Report every line of the records below that contains the word "tree", copying each such line in full. Case counts.

Recorded data
Begin

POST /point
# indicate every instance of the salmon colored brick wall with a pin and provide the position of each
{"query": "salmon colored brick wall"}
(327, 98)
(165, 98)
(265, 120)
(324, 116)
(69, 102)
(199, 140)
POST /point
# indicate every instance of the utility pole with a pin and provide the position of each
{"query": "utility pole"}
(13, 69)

End
Begin

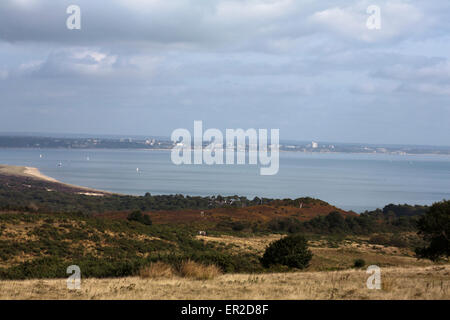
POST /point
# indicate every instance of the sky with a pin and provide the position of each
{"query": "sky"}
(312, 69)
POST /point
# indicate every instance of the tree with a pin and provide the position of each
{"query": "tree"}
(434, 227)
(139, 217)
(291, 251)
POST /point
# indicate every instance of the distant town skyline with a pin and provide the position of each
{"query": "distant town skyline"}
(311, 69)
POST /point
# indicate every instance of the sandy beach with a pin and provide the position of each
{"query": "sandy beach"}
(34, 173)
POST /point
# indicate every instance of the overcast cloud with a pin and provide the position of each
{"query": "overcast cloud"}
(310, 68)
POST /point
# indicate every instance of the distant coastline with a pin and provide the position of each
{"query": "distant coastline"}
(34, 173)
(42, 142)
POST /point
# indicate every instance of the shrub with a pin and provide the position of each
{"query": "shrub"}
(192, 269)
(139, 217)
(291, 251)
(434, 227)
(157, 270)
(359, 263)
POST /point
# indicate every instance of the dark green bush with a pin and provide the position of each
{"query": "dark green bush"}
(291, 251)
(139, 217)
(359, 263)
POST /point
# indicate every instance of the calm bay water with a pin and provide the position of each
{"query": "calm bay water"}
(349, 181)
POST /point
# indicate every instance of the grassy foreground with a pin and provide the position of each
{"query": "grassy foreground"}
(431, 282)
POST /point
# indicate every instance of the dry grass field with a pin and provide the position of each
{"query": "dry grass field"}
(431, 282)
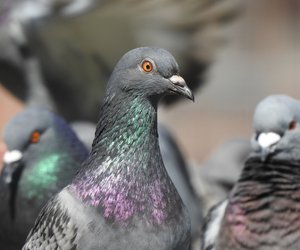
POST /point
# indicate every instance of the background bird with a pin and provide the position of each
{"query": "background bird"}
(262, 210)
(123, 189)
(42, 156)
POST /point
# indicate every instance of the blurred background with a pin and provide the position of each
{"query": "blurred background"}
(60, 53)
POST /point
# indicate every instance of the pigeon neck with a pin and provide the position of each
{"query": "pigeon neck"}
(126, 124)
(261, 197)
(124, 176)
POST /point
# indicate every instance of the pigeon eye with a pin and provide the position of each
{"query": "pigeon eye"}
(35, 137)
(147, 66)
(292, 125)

End

- [Response to this exercise]
# indicate every instance of the tree with a pin and provide the position of each
{"query": "tree"}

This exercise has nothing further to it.